(Image point annotation data)
·····

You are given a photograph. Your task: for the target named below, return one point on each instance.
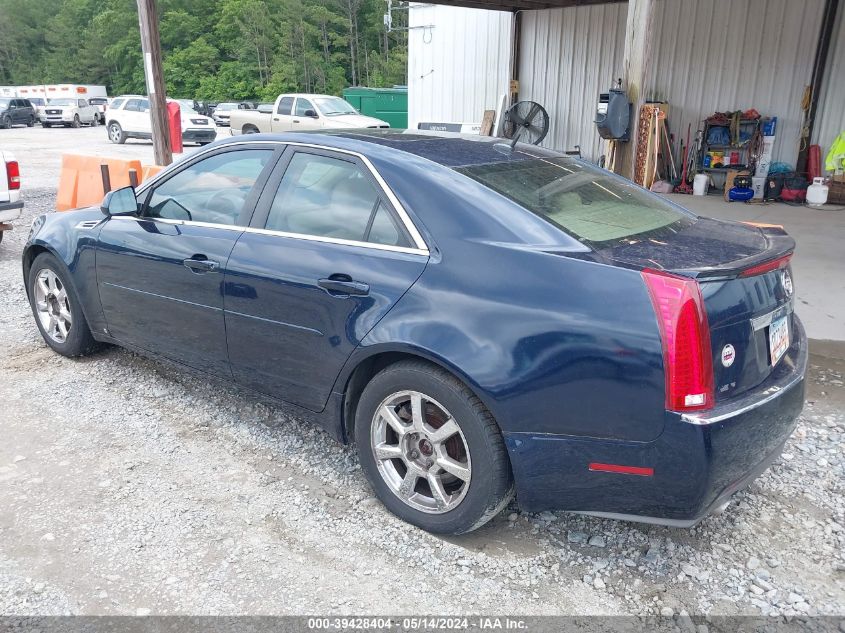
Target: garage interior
(780, 58)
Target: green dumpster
(387, 104)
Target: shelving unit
(748, 127)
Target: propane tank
(817, 193)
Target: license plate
(778, 339)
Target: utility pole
(151, 47)
(636, 63)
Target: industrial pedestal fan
(526, 122)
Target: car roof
(445, 148)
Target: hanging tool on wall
(684, 186)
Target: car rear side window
(285, 105)
(328, 197)
(211, 190)
(586, 202)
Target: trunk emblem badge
(786, 282)
(728, 355)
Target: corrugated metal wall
(830, 120)
(708, 55)
(460, 67)
(568, 57)
(736, 54)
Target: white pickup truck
(68, 112)
(293, 112)
(10, 191)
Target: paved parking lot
(128, 488)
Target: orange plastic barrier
(81, 181)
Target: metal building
(707, 55)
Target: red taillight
(685, 333)
(13, 174)
(759, 269)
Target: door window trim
(245, 216)
(265, 203)
(420, 247)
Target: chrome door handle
(342, 285)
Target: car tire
(476, 483)
(57, 308)
(116, 133)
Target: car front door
(160, 273)
(283, 116)
(134, 119)
(326, 257)
(305, 115)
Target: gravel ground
(130, 488)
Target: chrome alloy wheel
(52, 305)
(421, 452)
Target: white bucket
(700, 184)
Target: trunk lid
(746, 283)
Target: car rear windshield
(586, 202)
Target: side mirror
(120, 202)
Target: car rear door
(282, 117)
(160, 273)
(328, 253)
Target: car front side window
(303, 106)
(329, 197)
(285, 104)
(211, 190)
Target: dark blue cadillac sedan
(481, 321)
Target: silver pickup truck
(10, 191)
(294, 112)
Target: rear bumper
(698, 461)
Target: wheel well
(28, 258)
(365, 372)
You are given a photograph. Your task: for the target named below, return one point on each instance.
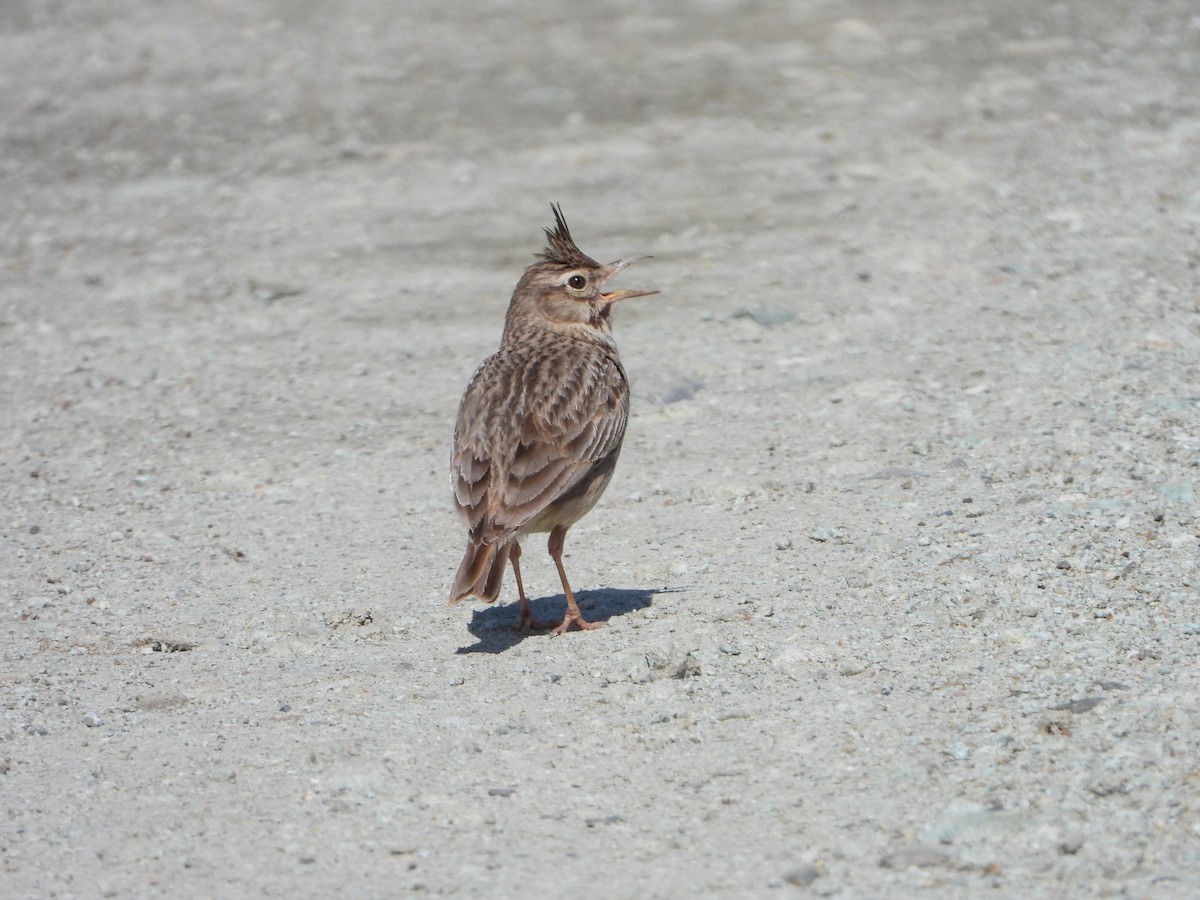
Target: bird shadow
(493, 627)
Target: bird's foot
(528, 625)
(576, 621)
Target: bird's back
(539, 417)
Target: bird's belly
(575, 503)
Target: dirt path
(900, 562)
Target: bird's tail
(480, 573)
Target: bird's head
(565, 286)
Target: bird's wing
(522, 442)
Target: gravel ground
(900, 562)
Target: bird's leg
(526, 622)
(573, 618)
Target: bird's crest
(561, 247)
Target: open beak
(612, 269)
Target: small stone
(767, 316)
(1080, 706)
(1071, 843)
(957, 750)
(911, 857)
(803, 875)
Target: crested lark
(541, 421)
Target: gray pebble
(802, 875)
(1071, 843)
(919, 857)
(958, 750)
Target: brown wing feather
(521, 443)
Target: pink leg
(573, 618)
(526, 622)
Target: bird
(541, 423)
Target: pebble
(802, 875)
(958, 750)
(918, 857)
(767, 316)
(1071, 843)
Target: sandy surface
(900, 562)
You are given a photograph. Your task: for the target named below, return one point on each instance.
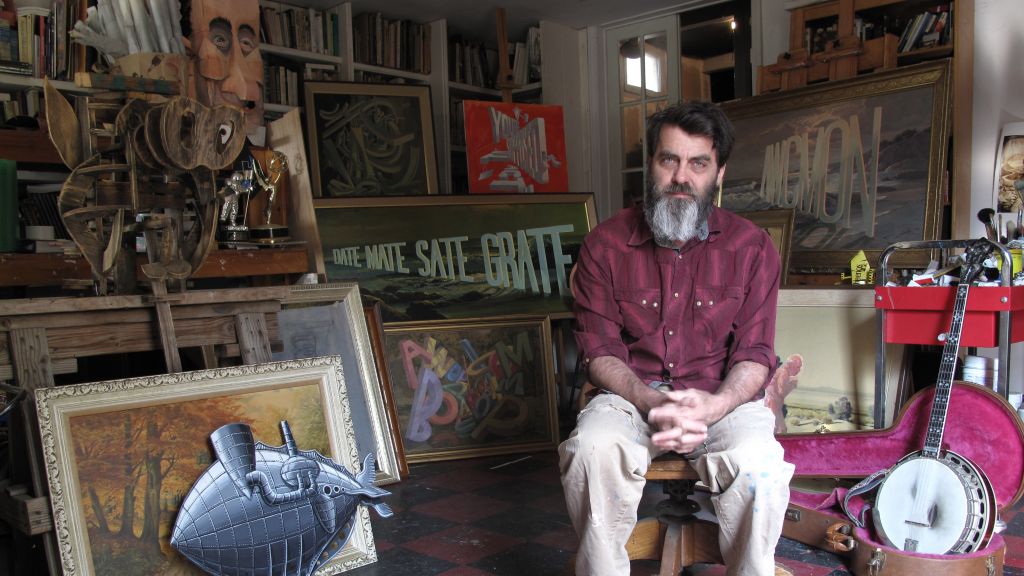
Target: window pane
(633, 124)
(630, 74)
(655, 65)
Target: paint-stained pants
(603, 463)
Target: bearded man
(675, 310)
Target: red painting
(515, 148)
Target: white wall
(998, 92)
(998, 97)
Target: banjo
(934, 500)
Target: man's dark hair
(705, 119)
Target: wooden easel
(43, 336)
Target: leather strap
(866, 485)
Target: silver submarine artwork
(270, 510)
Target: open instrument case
(979, 425)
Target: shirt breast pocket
(715, 309)
(641, 311)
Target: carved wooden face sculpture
(225, 39)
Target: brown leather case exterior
(834, 532)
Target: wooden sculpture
(159, 178)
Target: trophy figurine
(267, 232)
(232, 213)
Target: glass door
(643, 77)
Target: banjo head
(934, 505)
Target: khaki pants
(603, 463)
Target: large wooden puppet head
(229, 70)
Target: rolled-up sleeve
(754, 328)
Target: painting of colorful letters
(474, 387)
(515, 148)
(860, 160)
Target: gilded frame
(328, 320)
(370, 139)
(495, 393)
(862, 160)
(778, 224)
(429, 257)
(372, 314)
(835, 332)
(177, 405)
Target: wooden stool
(676, 535)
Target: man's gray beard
(675, 219)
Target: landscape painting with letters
(432, 257)
(859, 160)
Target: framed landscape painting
(370, 139)
(329, 320)
(515, 148)
(861, 161)
(475, 387)
(121, 455)
(433, 257)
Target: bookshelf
(348, 56)
(837, 39)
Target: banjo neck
(940, 406)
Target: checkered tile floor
(505, 517)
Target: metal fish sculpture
(270, 509)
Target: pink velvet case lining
(980, 425)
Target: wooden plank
(29, 350)
(165, 327)
(52, 270)
(254, 341)
(29, 515)
(68, 320)
(122, 83)
(84, 341)
(61, 366)
(194, 297)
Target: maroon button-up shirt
(682, 316)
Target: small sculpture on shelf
(267, 232)
(236, 200)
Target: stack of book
(928, 29)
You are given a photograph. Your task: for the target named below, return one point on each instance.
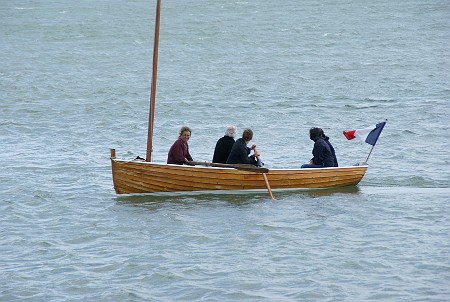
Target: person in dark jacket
(224, 145)
(179, 152)
(240, 152)
(323, 151)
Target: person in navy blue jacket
(323, 152)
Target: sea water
(75, 81)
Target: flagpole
(373, 146)
(369, 154)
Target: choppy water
(74, 82)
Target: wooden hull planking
(139, 177)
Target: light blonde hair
(247, 135)
(185, 128)
(231, 131)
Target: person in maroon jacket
(179, 152)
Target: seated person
(179, 152)
(224, 145)
(323, 151)
(240, 152)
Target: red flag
(367, 135)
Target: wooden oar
(268, 186)
(243, 167)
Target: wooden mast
(151, 113)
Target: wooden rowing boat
(144, 176)
(138, 176)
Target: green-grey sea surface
(74, 82)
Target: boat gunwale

·····

§ **TASK INSTRUCTIONS**
Copy out all of the data above word for word, leaving out the pictures.

§ **RESULT OF THE TASK**
You are given a photograph. Your task: for the target named below, return one point on each instance.
Target: garage interior
(780, 58)
Target: green dumpster
(387, 104)
Target: shelving unit
(748, 127)
Target: propane tank
(817, 193)
Target: license plate
(778, 339)
Target: utility pole
(151, 47)
(636, 63)
Target: industrial pedestal fan
(526, 122)
Target: car roof
(445, 148)
Target: hanging tool on wall
(684, 186)
Target: car rear side window
(285, 105)
(328, 197)
(211, 190)
(586, 202)
Target: trunk emblem badge
(786, 282)
(728, 355)
Target: corrugated metal wall
(830, 120)
(708, 55)
(460, 67)
(568, 57)
(736, 54)
Target: white pickup truck
(68, 112)
(293, 112)
(10, 191)
Target: paved parking lot
(128, 488)
Target: orange plastic barrier
(81, 181)
Target: metal building
(707, 55)
Target: red taillight
(685, 333)
(13, 174)
(759, 269)
Target: door window trim
(245, 216)
(265, 203)
(420, 247)
Target: chrome door handle
(342, 285)
Target: car tire
(476, 483)
(57, 308)
(116, 133)
Target: car front door
(160, 273)
(283, 116)
(134, 119)
(326, 257)
(305, 115)
Target: gravel ground
(130, 488)
Target: chrome alloy wheel
(52, 305)
(421, 452)
Target: white bucket
(700, 184)
Target: trunk lid
(746, 283)
Target: car rear windshield
(586, 202)
Target: side mirror
(120, 202)
Target: car rear door
(282, 117)
(160, 273)
(328, 253)
Target: car front side window
(303, 106)
(329, 197)
(285, 104)
(211, 190)
Target: dark blue cadillac sedan
(481, 321)
Target: silver pickup truck
(10, 191)
(294, 112)
Target: rear bumper
(698, 461)
Target: wheel well
(28, 258)
(365, 372)
You are given a photograph. Your task: for the target named below, return one point on each instance.
Target: bird shadow
(493, 627)
Target: bird's foot
(528, 625)
(576, 621)
Target: bird's back
(539, 417)
Target: bird's belly
(575, 503)
Target: dirt path
(900, 562)
Target: bird's tail
(480, 573)
Target: bird's head
(565, 286)
Target: bird's wing
(522, 442)
Target: gravel ground
(900, 562)
Target: bird's leg
(526, 622)
(573, 618)
Target: bird's crest
(561, 247)
Target: open beak
(612, 269)
Target: small stone
(767, 316)
(1080, 706)
(1071, 843)
(957, 750)
(911, 857)
(803, 875)
Target: crested lark
(541, 421)
Target: gray pebble
(802, 875)
(1071, 843)
(919, 857)
(958, 750)
Target: brown wing feather
(521, 443)
Target: pink leg
(573, 618)
(526, 622)
Target: bird
(541, 423)
Target: pebble
(802, 875)
(958, 750)
(918, 857)
(767, 316)
(1071, 843)
Target: sandy surface
(900, 562)
You are given a photograph. Your task: for the target named below, return one point on each instance.
Target: window pane
(633, 124)
(630, 74)
(655, 65)
Target: paint-stained pants
(603, 463)
Target: bearded man
(675, 310)
Target: red painting
(515, 148)
Target: white wall
(998, 92)
(998, 97)
Target: banjo
(934, 500)
Target: man's dark hair
(705, 119)
Target: wooden easel
(43, 336)
Target: leather strap
(866, 485)
Target: silver submarine artwork
(270, 510)
Target: open instrument case
(979, 425)
Target: shirt breast pocket
(715, 309)
(641, 311)
Target: carved wooden face sculpture
(225, 39)
Target: brown leather case exterior
(834, 532)
Target: wooden sculpture
(159, 178)
Target: trophy figurine
(267, 232)
(232, 213)
Target: glass door
(643, 77)
Target: banjo head
(934, 505)
Target: khaki pants
(603, 463)
Target: large wooden puppet head
(229, 70)
Target: rolled-up sleeve
(754, 328)
Target: painting of colorful letters
(474, 387)
(515, 148)
(860, 160)
Target: gilded frame
(328, 320)
(370, 139)
(495, 393)
(862, 160)
(778, 224)
(429, 257)
(372, 314)
(835, 332)
(177, 405)
Target: wooden stool
(676, 535)
Target: man's gray beard
(675, 219)
Target: landscape painting with letters
(432, 257)
(859, 160)
Target: framed landscape painting
(370, 139)
(329, 320)
(515, 148)
(861, 161)
(475, 387)
(121, 455)
(433, 257)
Target: bookshelf
(348, 56)
(837, 39)
Target: banjo neck
(940, 406)
Target: checkered tile floor
(505, 517)
Target: metal fish sculpture
(270, 509)
Target: pink velvet case lining
(980, 425)
Target: wooden plank
(29, 350)
(165, 327)
(52, 270)
(254, 341)
(29, 515)
(68, 320)
(122, 83)
(84, 341)
(61, 366)
(194, 297)
Target: maroon button-up shirt
(682, 316)
Target: small sculpture on shelf
(267, 232)
(236, 200)
Target: stack of book
(928, 29)
You are given a photograph. Your task: for the target named below, return one point on each instance.
Target: person in dark jacket
(224, 145)
(179, 152)
(240, 152)
(323, 151)
Target: person in navy blue jacket
(323, 152)
Target: sea water
(75, 81)
Target: flagpole
(373, 146)
(369, 154)
Target: choppy water
(74, 82)
Target: wooden hull planking
(139, 177)
Target: light blonde hair
(247, 135)
(185, 128)
(231, 131)
Target: person in maroon jacket
(179, 152)
Target: seated person
(179, 152)
(224, 145)
(323, 151)
(240, 152)
Target: red flag
(367, 135)
Target: wooden oar
(268, 186)
(243, 167)
Target: wooden mast
(151, 113)
Target: wooden rowing boat
(144, 176)
(138, 176)
Target: green-grey sea surface
(74, 82)
Target: boat gunwale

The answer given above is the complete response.